Text section:
begin

How Much Does a Business Website Cost in 2026?
How much does a professional business website cost in 2026? Realistic budgets, ongoing costs, and how to compare offers.

A professional business website in 2026 usually does not cost 999 euros. For a solid project for a small or mid-sized business, the realistic range is closer to 4,500 to 15,000 euros.
That is the short answer.
The better answer is: the price is not only about the number of pages. It depends on what the website needs to do. Digital business card? Sales tool? Recruiting channel? Multilingual platform with CMS, SEO, tracking, and ongoing development? Those are very different projects, even if every offer calls them "a website."
This article should help you compare offers more clearly. Not so you end up buying the most expensive website, but so you can understand which budget fits which level of ambition and where a cheap offer can become expensive later.
Why Website Prices Vary So Much
Website prices often feel random because different providers sell completely different services under the same word.
A one-page template setup is a website. A custom-designed business website with CMS, clean content structure, SEO basics, performance work, privacy setup, tracking, accessibility, and handover is also a website. The difference is not in the word. It is in the scope.
Most price differences come from four areas.
First: scope. How many pages are needed? Are there multiple languages? Do you need a blog, references, case studies, jobs, landing pages, or different content types? A website with five static pages is a different project from a website with 30 pages, multiple target groups, and a CMS your team can maintain later.
Second: implementation quality. Adjusting a ready-made theme is faster than translating a custom design into clean components. A website builder is faster to configure than a custom frontend with a thoughtful CMS. Both can be valid. The offer just needs to make clear what you actually get.
Third: project work around the design. Strategy, page structure, UX, copywriting, SEO, testing, launch support, and training disappear from some offers entirely. That makes the offer look cheaper, but the work is not gone. It either lands on your desk or shows up as a problem later.

end

Objective 1: List the kinds of project work around the design that the website cost article says disappear from some offers entirely.

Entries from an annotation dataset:
begin

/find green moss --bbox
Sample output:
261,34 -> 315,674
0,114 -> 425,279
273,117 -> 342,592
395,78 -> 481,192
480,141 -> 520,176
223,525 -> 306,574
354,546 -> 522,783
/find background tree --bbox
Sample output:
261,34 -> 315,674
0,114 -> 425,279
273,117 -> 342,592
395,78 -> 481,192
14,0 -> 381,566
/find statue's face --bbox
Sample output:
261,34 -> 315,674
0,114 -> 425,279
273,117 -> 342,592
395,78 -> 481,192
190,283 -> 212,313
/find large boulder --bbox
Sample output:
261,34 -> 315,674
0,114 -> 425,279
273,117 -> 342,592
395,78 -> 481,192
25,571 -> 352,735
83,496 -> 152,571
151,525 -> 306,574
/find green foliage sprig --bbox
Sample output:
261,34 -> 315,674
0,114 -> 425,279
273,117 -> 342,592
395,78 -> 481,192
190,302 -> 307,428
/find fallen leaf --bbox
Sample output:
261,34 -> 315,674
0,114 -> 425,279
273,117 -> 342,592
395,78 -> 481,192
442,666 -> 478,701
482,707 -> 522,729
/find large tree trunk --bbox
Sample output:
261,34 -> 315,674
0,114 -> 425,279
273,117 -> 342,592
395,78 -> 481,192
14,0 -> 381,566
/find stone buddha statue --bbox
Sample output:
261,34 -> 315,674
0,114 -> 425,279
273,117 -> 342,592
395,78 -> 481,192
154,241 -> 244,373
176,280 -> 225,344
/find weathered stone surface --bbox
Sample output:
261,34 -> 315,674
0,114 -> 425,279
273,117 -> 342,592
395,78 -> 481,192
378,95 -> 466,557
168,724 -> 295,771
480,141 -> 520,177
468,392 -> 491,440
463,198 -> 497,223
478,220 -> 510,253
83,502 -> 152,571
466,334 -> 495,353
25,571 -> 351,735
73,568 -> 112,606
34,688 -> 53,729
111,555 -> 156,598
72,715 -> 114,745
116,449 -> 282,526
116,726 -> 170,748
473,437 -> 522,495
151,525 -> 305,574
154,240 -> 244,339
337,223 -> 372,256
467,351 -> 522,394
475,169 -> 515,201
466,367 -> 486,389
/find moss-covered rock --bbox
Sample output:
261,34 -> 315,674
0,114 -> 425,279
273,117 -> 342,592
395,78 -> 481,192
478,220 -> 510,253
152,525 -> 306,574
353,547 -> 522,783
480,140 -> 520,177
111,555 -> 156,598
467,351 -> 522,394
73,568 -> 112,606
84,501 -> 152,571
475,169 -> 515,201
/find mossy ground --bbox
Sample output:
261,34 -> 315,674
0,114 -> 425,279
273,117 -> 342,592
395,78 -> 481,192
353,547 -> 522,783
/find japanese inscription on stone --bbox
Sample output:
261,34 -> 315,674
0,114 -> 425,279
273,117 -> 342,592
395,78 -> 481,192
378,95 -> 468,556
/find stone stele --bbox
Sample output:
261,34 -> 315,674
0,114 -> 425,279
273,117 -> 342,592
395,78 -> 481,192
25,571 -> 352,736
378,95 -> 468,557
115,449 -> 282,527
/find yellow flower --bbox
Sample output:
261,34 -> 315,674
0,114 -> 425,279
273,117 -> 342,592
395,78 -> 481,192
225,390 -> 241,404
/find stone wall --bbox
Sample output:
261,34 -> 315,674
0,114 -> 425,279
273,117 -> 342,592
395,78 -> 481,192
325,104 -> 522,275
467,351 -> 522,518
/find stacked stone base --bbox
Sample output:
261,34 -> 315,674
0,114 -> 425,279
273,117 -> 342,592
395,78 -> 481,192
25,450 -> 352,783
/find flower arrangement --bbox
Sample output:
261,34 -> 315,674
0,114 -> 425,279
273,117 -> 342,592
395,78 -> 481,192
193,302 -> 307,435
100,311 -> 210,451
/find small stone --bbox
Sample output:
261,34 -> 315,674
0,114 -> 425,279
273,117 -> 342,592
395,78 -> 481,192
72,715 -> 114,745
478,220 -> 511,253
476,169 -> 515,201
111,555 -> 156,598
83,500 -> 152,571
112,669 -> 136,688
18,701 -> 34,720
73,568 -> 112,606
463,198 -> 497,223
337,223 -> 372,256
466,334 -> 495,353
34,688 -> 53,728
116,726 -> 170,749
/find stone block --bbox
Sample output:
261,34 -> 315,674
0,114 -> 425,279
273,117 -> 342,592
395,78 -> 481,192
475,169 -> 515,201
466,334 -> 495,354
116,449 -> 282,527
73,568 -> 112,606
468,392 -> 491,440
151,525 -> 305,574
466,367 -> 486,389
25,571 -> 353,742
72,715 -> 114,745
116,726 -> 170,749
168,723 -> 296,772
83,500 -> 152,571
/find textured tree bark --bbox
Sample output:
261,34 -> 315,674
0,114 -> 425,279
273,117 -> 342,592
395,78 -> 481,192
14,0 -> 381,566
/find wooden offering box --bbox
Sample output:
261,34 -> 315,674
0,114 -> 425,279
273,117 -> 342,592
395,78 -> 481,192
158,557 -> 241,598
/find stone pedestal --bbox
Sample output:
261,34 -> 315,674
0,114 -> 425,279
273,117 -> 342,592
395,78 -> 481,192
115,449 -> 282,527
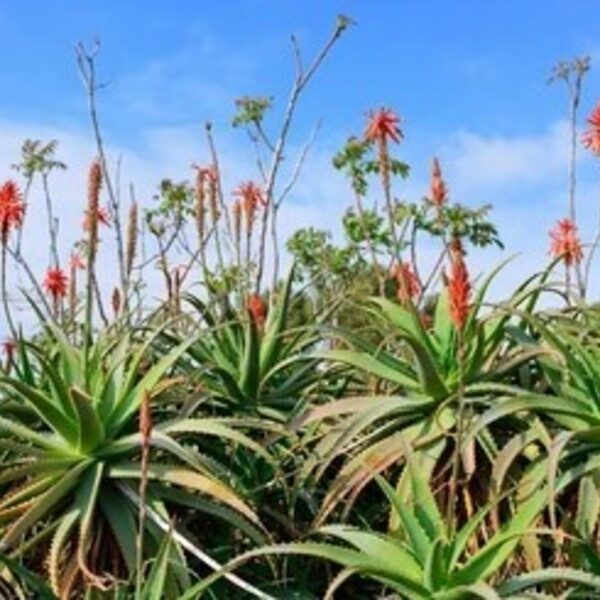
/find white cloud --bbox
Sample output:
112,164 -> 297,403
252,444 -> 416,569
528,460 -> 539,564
443,121 -> 569,188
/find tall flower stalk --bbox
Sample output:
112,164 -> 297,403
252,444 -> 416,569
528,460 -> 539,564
0,181 -> 25,339
85,160 -> 102,356
365,108 -> 403,260
446,238 -> 471,536
135,391 -> 152,598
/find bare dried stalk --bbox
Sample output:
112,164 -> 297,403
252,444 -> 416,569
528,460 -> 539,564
85,161 -> 102,338
135,391 -> 152,598
255,16 -> 350,294
75,40 -> 127,298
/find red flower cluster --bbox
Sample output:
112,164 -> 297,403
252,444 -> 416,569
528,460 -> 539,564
246,294 -> 267,329
365,108 -> 404,143
233,181 -> 267,224
44,268 -> 69,301
0,180 -> 25,243
69,252 -> 85,271
550,219 -> 583,265
431,158 -> 448,208
192,165 -> 217,185
390,262 -> 421,304
83,206 -> 110,231
581,103 -> 600,156
448,239 -> 472,331
2,338 -> 17,362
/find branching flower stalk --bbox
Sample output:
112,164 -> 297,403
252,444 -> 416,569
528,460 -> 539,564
84,160 -> 102,354
446,238 -> 471,537
135,391 -> 152,598
255,15 -> 352,293
75,40 -> 127,302
365,108 -> 403,262
549,56 -> 590,298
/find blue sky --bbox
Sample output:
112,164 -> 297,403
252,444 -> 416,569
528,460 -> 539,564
0,0 -> 600,304
0,0 -> 600,139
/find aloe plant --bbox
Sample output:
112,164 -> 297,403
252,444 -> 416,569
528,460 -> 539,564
182,441 -> 600,600
177,270 -> 327,423
470,310 -> 600,567
303,270 -> 545,520
0,324 -> 269,595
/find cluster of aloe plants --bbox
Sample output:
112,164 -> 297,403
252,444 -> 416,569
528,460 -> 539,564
0,17 -> 600,600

end

Objective 2: Transcribe the stretch of rows from the line containing "offering box --bbox" through the line containing "75,40 -> 127,298", omitting any picture.

Task solution 1: Strategy, page structure, UX, copywriting, SEO, testing, launch support, training

Task solution 2:
/find wooden offering box --bbox
Sample output:
261,34 -> 315,674
0,114 -> 425,279
273,117 -> 342,592
395,78 -> 481,192
158,557 -> 241,598
/find stone pedestal --bbox
Sample output:
261,34 -> 315,674
0,114 -> 425,279
273,117 -> 342,592
395,78 -> 481,192
115,449 -> 282,527
/find white cloud --bbox
Sample output:
112,164 -> 297,403
252,444 -> 416,569
528,460 -> 539,564
443,121 -> 569,188
/find tall flower stalk --bbox
Sample output:
112,164 -> 297,403
252,444 -> 416,569
528,460 -> 539,564
0,181 -> 25,339
85,160 -> 102,356
365,108 -> 403,260
446,238 -> 471,536
135,391 -> 152,598
/find bare dried stalk --bbox
Sample output:
112,164 -> 297,403
252,444 -> 416,569
528,460 -> 539,564
85,161 -> 102,338
135,391 -> 152,598
255,16 -> 350,294
75,40 -> 127,298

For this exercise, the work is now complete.